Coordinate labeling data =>
===
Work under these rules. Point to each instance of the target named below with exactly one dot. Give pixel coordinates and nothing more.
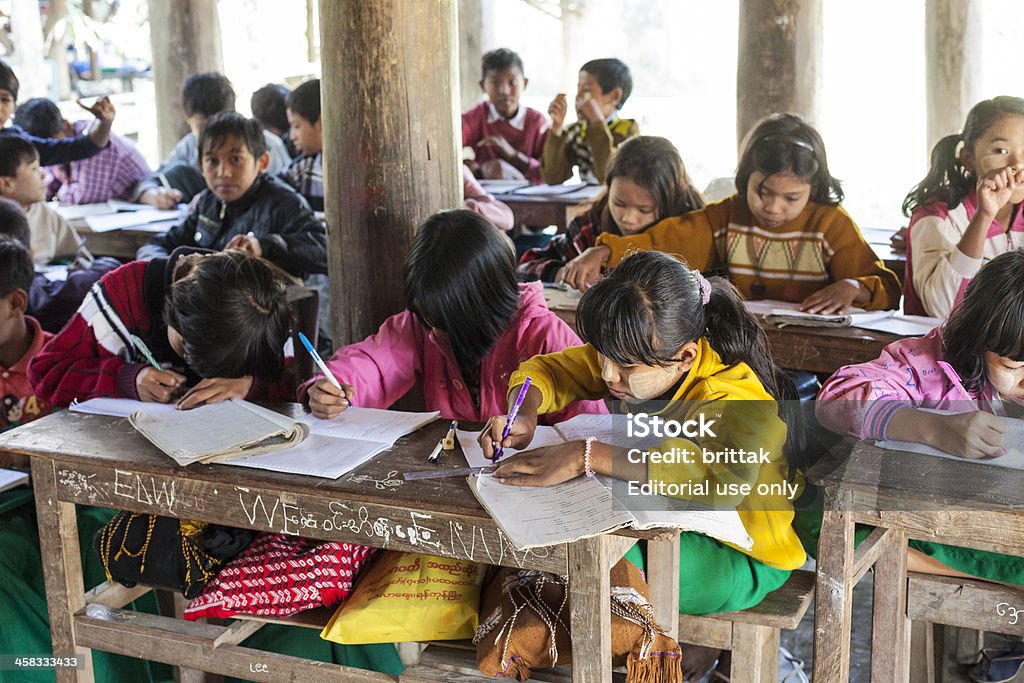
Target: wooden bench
(753, 635)
(934, 602)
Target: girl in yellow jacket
(664, 340)
(782, 236)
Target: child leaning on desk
(646, 182)
(663, 339)
(245, 208)
(210, 327)
(968, 208)
(467, 328)
(973, 366)
(22, 182)
(603, 88)
(782, 236)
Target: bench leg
(755, 653)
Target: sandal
(998, 666)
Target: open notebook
(586, 507)
(333, 447)
(218, 431)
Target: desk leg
(663, 580)
(834, 592)
(590, 619)
(889, 622)
(61, 568)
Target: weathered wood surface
(390, 146)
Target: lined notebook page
(534, 516)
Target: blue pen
(512, 416)
(320, 363)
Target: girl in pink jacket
(974, 367)
(467, 329)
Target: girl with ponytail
(967, 210)
(664, 340)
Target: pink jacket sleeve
(859, 400)
(479, 201)
(382, 367)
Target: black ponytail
(948, 180)
(653, 296)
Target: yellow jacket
(820, 246)
(745, 417)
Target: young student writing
(52, 300)
(467, 327)
(663, 339)
(305, 173)
(268, 105)
(51, 151)
(179, 177)
(507, 137)
(20, 338)
(245, 208)
(22, 181)
(782, 236)
(972, 366)
(112, 174)
(967, 209)
(646, 181)
(214, 322)
(604, 86)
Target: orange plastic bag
(407, 597)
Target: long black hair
(948, 180)
(652, 163)
(645, 309)
(232, 314)
(989, 318)
(786, 143)
(460, 278)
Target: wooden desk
(903, 496)
(101, 461)
(811, 349)
(557, 210)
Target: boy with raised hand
(507, 138)
(244, 207)
(52, 151)
(305, 174)
(203, 95)
(22, 182)
(603, 88)
(112, 174)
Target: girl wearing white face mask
(665, 340)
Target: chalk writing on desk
(419, 529)
(391, 480)
(1012, 613)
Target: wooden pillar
(779, 61)
(952, 63)
(185, 38)
(390, 155)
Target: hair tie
(704, 286)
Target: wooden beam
(390, 155)
(779, 62)
(185, 38)
(952, 63)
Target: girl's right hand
(557, 111)
(996, 186)
(158, 386)
(584, 271)
(977, 434)
(326, 401)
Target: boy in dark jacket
(243, 208)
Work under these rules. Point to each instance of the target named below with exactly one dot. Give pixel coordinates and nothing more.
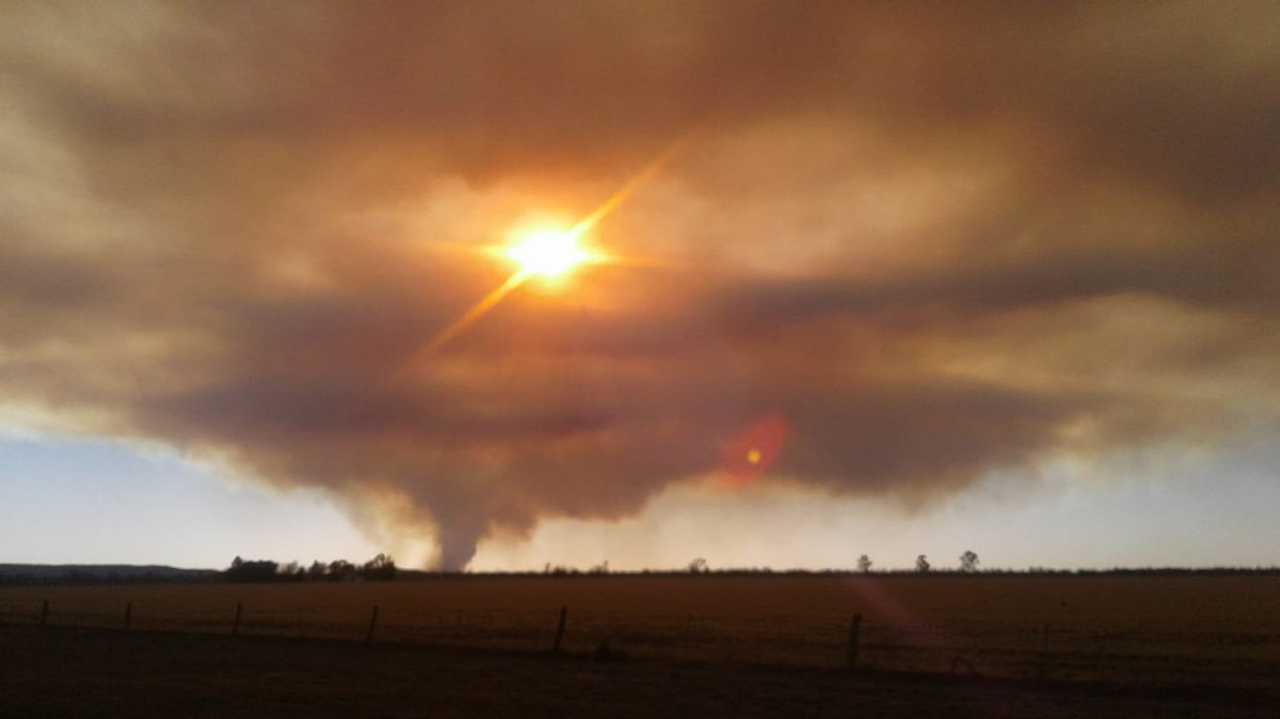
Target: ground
(68, 672)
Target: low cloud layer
(926, 242)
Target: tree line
(378, 569)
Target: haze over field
(863, 259)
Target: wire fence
(958, 647)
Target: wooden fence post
(855, 627)
(560, 630)
(373, 626)
(1043, 659)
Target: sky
(886, 279)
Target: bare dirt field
(1162, 637)
(64, 672)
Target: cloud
(932, 242)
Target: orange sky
(919, 246)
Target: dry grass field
(1162, 631)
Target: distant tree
(251, 571)
(379, 568)
(341, 571)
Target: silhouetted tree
(379, 568)
(341, 571)
(251, 571)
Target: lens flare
(549, 253)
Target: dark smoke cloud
(933, 241)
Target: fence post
(560, 630)
(855, 627)
(373, 626)
(1043, 663)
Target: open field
(88, 673)
(1137, 631)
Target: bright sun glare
(548, 252)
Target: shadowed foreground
(63, 672)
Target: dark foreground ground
(63, 672)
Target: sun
(549, 253)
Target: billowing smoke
(914, 243)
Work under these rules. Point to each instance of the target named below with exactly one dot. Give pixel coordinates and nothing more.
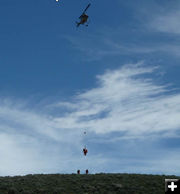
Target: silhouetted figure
(85, 151)
(84, 17)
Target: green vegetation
(84, 184)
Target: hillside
(83, 184)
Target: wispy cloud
(168, 22)
(124, 106)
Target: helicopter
(83, 18)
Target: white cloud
(124, 101)
(169, 22)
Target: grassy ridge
(83, 184)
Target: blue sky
(118, 79)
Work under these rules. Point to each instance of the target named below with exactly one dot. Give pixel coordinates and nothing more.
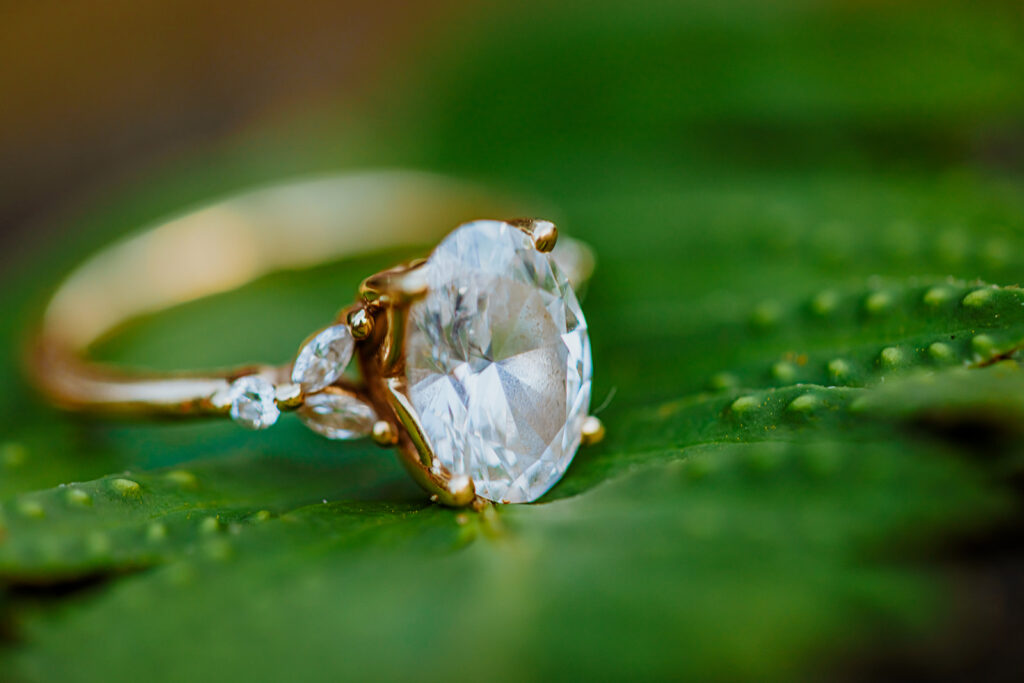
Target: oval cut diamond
(498, 361)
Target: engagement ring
(474, 363)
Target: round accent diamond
(323, 358)
(499, 363)
(252, 402)
(337, 416)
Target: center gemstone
(498, 361)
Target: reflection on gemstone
(323, 359)
(499, 363)
(252, 402)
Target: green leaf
(801, 356)
(668, 549)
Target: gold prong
(400, 285)
(593, 430)
(418, 457)
(360, 324)
(384, 434)
(543, 232)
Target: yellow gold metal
(593, 430)
(360, 324)
(543, 232)
(228, 244)
(384, 434)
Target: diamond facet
(499, 363)
(252, 402)
(337, 416)
(324, 358)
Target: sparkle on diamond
(499, 363)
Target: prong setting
(592, 431)
(543, 232)
(360, 324)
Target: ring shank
(222, 247)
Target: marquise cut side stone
(498, 363)
(337, 416)
(324, 358)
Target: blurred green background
(736, 165)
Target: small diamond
(337, 416)
(324, 358)
(252, 402)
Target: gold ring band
(286, 226)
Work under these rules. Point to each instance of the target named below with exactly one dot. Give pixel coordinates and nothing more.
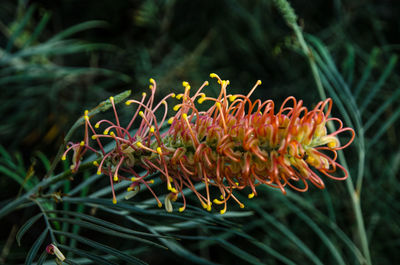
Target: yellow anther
(212, 75)
(232, 98)
(159, 151)
(216, 201)
(310, 159)
(332, 144)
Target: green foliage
(48, 78)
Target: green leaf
(21, 232)
(96, 258)
(104, 230)
(35, 247)
(104, 248)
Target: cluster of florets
(235, 144)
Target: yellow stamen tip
(213, 75)
(159, 151)
(331, 144)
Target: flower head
(235, 144)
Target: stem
(290, 17)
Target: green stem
(290, 17)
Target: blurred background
(58, 58)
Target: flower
(235, 144)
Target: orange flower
(235, 144)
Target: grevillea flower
(235, 144)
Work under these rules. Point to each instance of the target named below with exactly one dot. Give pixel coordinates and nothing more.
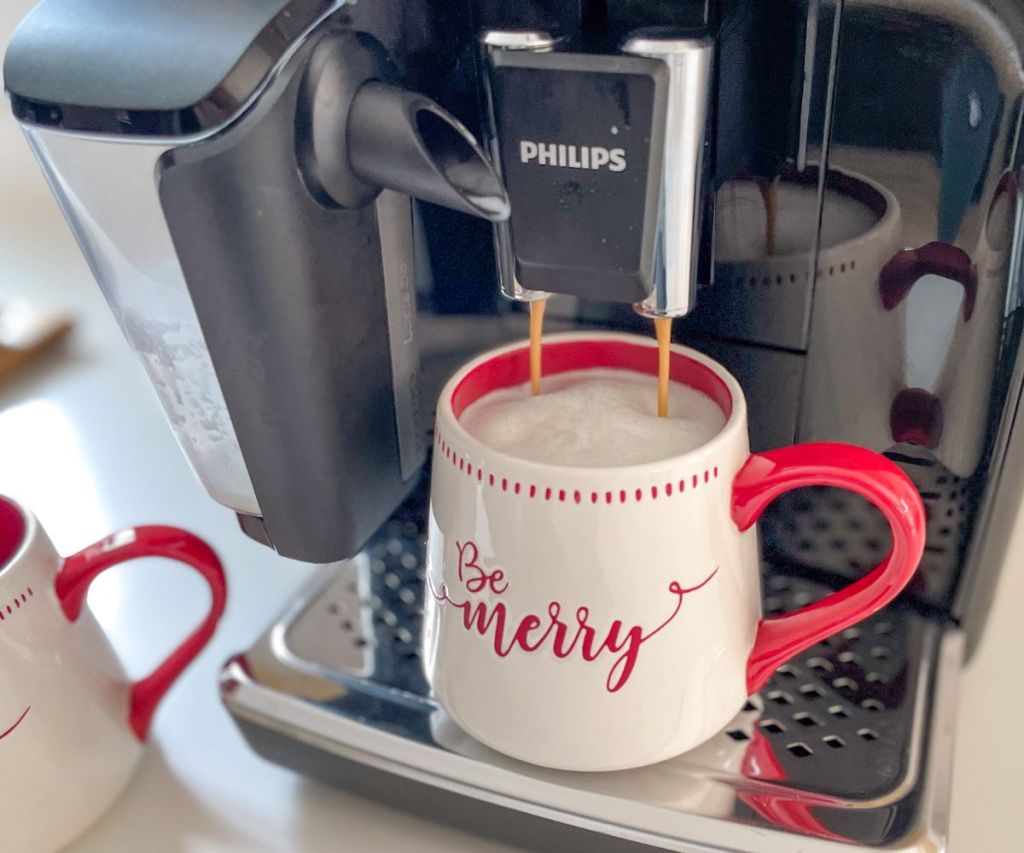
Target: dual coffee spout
===
Exercise =>
Starting with the line that contains "Target: cluster of florets" and going on through the end of the data, write every line again, keeping each non-answer line unchanged. Multiply every coordinate in the answers by 2.2, round to whole numbers with halves rounded up, and leave out the pictures.

Answer to this exercise =>
Target: cluster of florets
(517, 317)
Target: yellow stamen tip
(469, 165)
(350, 332)
(728, 317)
Target: flower head
(517, 317)
Target: stem
(638, 37)
Target: green stem
(638, 37)
Target: blurred background
(128, 128)
Target: flower
(517, 317)
Target: orange flower
(517, 317)
Target: grevillea flower
(517, 317)
Work under these rules. Point to each instance of the target named below with exactly one dot. Give pixel coordinates and nothing more.
Target: dual coffee spout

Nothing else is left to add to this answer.